## Reading text
My friend Phil Lord and I made this ontology of amino acids many years ago as a demonstration of various widgets in the OWL plugin for Protege 3. It took us about twenty minutes to make the whole ontology. It served as a demonstration of a move towards a sort of mass production of axiomatically rich ontologies. This was its only real purpose, but it does have some quite nice features and raises a few interesting issues.
Biochemists classify amino acids in various ways. taylor provides a much used classification of amino acids that visualises the types of amino acids in a Venn diagram that shows the intersecting sets of amino acid types. One use of this kind of classification is to capture the substitutions between amino acids within proteins during change that will preserve (to a grater or leser degree) structure and function of the protein. As can be seen from taylor’s Venn diagram, such a description inherently suggests some form of multiple inheritance within an ontology of amino acids. We made an ontology that represents this sort of knowledge (though not a replica of taylor’s diagram) of amino acids in the following way:
- Made a class "AminoAcid";
- Made twenty disjoint subclasses for each of the amino acids;
- Made a series of value partitions and little "quality" hierarchies for "Charge", "Polarity", "Size" and "Hydrophobicity". We used the Entity Property Quality (EPQ) pattern.

## Try it
Continue the account of the amino acid ontology, starting right after its last sentence about the Entity Property Quality pattern.

## Provided material
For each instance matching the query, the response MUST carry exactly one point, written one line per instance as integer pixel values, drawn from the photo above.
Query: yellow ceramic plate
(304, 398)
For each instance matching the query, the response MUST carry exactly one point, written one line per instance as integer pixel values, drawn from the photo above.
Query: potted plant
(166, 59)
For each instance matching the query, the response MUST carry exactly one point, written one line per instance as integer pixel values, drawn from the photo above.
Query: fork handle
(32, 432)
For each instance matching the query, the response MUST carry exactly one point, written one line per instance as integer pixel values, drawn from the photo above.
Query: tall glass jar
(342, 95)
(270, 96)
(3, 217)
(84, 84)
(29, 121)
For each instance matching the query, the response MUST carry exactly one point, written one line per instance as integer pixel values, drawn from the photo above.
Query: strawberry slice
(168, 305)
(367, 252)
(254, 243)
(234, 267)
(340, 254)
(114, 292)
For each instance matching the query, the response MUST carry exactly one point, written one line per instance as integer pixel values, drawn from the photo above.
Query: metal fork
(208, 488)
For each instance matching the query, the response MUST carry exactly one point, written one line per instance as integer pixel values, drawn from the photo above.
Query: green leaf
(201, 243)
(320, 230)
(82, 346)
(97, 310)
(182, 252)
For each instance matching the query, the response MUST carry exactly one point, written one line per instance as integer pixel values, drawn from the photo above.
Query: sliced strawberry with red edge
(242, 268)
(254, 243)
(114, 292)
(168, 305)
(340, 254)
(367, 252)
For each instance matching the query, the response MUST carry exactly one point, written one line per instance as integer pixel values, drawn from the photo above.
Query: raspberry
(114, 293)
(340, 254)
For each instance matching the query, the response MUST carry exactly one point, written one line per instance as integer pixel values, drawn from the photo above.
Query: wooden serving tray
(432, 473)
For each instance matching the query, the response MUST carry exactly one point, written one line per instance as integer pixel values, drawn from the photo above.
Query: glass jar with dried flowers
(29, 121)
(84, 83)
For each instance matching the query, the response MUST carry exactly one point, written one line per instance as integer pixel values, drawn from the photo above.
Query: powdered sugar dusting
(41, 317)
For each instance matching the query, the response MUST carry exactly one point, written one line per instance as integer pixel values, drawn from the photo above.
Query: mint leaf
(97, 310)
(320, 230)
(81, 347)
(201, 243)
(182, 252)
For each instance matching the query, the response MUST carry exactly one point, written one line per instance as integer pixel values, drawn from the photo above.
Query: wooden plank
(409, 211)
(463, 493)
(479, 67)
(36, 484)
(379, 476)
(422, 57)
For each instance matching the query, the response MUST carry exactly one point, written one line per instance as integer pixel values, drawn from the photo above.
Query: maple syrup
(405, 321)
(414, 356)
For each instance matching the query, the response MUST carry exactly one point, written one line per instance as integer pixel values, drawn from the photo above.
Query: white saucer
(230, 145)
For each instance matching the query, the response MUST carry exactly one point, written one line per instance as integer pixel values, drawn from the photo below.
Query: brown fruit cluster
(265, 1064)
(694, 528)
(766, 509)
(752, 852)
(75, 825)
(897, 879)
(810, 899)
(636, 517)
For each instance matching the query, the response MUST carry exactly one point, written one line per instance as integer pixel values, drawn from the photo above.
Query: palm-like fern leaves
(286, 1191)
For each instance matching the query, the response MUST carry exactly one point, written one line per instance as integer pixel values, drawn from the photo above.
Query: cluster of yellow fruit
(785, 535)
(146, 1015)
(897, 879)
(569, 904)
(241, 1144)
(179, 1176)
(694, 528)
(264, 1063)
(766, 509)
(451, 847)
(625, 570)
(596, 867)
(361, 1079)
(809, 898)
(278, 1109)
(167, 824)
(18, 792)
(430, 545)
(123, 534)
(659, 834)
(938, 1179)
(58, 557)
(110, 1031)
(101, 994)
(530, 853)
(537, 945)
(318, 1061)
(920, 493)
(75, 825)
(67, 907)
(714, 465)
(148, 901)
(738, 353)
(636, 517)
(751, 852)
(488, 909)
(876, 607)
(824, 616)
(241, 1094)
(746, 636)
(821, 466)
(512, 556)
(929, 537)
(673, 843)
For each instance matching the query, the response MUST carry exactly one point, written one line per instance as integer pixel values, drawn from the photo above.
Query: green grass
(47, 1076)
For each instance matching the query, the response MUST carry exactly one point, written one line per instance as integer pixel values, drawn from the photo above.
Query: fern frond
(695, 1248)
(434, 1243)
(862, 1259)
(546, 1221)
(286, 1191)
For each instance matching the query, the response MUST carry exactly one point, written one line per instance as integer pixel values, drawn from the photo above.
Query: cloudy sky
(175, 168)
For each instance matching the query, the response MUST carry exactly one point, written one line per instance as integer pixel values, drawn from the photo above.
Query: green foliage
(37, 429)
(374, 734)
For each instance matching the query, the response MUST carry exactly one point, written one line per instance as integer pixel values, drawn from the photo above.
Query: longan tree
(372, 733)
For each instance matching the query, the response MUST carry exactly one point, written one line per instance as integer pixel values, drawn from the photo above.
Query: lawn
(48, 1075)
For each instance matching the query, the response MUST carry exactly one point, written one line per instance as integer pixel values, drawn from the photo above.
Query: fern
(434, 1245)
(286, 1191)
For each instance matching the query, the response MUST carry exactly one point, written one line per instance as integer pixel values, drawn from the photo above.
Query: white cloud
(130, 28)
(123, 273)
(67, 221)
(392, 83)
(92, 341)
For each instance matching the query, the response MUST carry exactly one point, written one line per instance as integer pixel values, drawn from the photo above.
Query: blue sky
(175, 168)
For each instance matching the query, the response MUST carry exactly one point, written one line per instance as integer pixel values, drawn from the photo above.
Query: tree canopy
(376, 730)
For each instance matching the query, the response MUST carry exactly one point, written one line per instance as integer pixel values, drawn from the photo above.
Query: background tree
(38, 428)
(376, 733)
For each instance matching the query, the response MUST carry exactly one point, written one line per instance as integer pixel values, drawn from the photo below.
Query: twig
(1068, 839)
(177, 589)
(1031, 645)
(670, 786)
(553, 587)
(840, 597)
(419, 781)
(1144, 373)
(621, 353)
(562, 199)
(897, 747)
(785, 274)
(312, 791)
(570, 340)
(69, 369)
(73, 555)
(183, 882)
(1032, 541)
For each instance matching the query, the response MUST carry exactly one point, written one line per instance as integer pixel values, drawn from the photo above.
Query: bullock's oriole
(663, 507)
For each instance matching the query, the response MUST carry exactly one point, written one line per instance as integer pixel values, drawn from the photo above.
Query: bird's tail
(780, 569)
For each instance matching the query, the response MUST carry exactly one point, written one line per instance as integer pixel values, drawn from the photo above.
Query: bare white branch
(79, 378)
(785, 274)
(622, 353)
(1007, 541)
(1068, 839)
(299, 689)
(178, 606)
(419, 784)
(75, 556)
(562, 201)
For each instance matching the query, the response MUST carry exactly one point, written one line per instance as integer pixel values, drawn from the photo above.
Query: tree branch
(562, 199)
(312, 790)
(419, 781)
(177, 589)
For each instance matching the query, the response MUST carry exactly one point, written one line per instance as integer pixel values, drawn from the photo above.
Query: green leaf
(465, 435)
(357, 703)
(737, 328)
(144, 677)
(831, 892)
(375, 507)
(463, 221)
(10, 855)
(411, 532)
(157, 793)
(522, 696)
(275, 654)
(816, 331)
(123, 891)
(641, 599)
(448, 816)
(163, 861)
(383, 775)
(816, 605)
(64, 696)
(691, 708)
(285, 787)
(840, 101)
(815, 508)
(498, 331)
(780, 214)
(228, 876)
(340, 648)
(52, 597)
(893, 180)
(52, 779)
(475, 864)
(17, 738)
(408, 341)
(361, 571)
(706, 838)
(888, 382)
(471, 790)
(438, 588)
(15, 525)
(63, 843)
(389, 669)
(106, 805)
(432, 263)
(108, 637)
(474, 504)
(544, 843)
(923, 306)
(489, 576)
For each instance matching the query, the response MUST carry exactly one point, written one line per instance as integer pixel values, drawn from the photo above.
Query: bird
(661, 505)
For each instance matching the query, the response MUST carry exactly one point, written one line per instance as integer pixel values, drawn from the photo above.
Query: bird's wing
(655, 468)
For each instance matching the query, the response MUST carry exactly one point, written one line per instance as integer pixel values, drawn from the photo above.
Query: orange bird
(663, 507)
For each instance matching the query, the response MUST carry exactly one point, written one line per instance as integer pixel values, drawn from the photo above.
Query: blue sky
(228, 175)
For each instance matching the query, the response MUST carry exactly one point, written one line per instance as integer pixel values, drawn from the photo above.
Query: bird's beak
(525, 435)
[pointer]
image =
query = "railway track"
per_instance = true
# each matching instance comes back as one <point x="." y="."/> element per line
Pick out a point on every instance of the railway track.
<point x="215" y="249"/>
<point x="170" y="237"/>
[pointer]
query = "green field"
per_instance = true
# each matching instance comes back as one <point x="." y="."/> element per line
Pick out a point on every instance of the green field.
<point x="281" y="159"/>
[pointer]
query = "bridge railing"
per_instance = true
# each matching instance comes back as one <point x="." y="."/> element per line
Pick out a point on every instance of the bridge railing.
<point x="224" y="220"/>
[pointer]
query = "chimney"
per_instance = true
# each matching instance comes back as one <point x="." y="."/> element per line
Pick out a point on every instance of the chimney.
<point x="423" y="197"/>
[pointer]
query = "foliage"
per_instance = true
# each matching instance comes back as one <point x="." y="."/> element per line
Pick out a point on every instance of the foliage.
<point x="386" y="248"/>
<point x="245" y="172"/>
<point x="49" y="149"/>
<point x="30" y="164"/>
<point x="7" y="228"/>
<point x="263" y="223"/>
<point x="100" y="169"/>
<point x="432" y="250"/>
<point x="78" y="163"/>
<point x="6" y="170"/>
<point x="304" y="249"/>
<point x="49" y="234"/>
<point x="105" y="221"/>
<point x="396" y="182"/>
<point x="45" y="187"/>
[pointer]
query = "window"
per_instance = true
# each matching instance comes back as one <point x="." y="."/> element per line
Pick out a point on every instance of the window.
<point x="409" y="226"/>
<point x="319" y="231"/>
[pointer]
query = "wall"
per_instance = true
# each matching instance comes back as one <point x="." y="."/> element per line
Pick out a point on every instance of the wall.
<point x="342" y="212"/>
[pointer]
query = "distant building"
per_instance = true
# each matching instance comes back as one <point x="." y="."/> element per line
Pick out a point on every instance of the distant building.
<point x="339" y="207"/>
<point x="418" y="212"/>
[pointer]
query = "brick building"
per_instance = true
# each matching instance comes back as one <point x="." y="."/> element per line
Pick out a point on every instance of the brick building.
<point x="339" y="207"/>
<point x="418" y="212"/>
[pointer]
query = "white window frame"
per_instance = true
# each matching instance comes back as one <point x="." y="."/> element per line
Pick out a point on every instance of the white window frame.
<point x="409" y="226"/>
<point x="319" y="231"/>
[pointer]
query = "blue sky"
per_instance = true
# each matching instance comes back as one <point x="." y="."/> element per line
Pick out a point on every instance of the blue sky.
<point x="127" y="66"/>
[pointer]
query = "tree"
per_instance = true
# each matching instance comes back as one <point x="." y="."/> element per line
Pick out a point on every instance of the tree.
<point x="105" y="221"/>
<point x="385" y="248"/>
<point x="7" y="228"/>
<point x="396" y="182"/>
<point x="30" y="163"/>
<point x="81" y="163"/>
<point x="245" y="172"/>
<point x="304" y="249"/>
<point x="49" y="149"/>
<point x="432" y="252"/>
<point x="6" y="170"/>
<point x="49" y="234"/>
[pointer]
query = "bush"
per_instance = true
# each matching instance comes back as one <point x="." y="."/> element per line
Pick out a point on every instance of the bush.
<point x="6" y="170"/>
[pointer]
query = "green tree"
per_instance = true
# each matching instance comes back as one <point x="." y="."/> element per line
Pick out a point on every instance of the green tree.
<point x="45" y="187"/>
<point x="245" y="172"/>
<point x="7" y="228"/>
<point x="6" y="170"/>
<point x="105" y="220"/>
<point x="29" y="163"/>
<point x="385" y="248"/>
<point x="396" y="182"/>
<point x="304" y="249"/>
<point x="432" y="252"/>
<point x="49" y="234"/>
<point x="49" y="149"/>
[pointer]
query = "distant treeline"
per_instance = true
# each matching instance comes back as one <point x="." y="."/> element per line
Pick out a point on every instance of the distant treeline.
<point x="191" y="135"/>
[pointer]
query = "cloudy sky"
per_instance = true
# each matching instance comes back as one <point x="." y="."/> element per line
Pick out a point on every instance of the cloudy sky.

## Written answer
- each of the amino acids then has a series of restrictions for "hasSize", "hasPolarity", "hasCharge" and "hasHydrophobicity" as appropriate;
- We then add any defined classes we want to make "LargeAminoAcid", "LargePositiveAminoAcid", etc. in the expected way.
This is a straight-forward example of Alan Rector’s normalisation pattern in which a tree of asserted subsumption relationships are made for the primary axis of classification (in this case simply being an amino acid) and all other aspects are separated out into restrictions upon the classes of amino acid. The defined classes then re-create the multiple inheritance that one sees in the typical description of amino acids. this example of normalisation is typical except for the very flat aserted tree for the amino acids themselves; we didn’t choose one of the characteristics of amino acids used in the classification as the primary axis. The most obvious axis would be the chemical structure of the amino acid, that is, an alpha carbon with an amino group and a carboxyl substituent. simply having a root of amino acid captures this notion adequately, even though this has not been explicitly axiomatised.
There are a few interesting points about this ontology:
- Proline is not an amino acid; it is an imino acid (the NH rather than NH_2 group on the alpha carbon). Biochemists almost invariably talk of proline as an amino acid even though perfectly aware of this anomaly — it is a pure convenience.
- The charges on the amino acids are Ph dependant. Depending on the context within the cell and the protein itself, the charge can change. Again, it is just convention that assigns these charges to amino acids.
- The value partition for "Size" is a a division of the sizes into an arbitrary, but convenient partition. It is easier and more useful to make a few partitions like this than to give exact sizes; we avoid saying "valine is valine sized". (tiny, small, medium and large are just partitions along a range of size that biochemists have found it convenient to use.)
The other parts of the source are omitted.